[Region pointing data]
^^^^^^^^

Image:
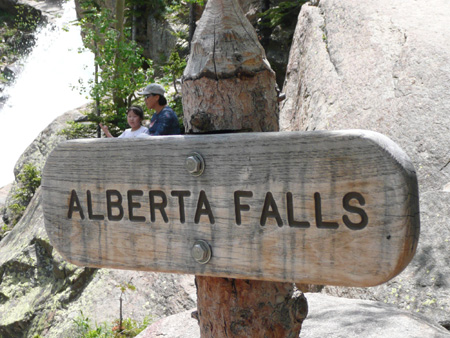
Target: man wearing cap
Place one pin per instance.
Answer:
(164, 121)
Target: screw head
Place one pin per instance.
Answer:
(195, 164)
(201, 251)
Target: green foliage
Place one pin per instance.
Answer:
(120, 63)
(28, 182)
(119, 328)
(27, 19)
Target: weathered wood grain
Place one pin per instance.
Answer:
(291, 167)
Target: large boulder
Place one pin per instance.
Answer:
(41, 293)
(384, 66)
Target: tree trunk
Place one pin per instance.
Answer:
(228, 85)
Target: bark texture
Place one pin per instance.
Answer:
(228, 83)
(244, 308)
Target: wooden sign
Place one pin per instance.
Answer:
(336, 208)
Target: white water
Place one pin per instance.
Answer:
(42, 90)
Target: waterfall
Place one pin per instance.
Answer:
(43, 90)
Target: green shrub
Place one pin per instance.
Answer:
(28, 182)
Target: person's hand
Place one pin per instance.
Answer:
(105, 130)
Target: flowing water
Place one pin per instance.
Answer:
(43, 90)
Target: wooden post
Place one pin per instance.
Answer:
(228, 85)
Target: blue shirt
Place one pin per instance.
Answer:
(164, 123)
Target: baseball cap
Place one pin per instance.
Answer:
(153, 88)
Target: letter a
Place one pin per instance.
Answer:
(74, 205)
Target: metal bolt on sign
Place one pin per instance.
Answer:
(195, 164)
(201, 251)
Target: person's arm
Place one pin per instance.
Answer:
(162, 124)
(105, 130)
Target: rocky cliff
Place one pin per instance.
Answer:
(384, 66)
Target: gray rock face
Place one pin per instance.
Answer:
(329, 317)
(384, 66)
(37, 152)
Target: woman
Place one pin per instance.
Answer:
(135, 115)
(164, 121)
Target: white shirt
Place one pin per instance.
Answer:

^^^^^^^^

**WHAT YOU WILL DO**
Filter the records for the string "wooden" and copy every line that holds it.

**TASK RESPONSE**
Target: wooden sign
Target: wooden post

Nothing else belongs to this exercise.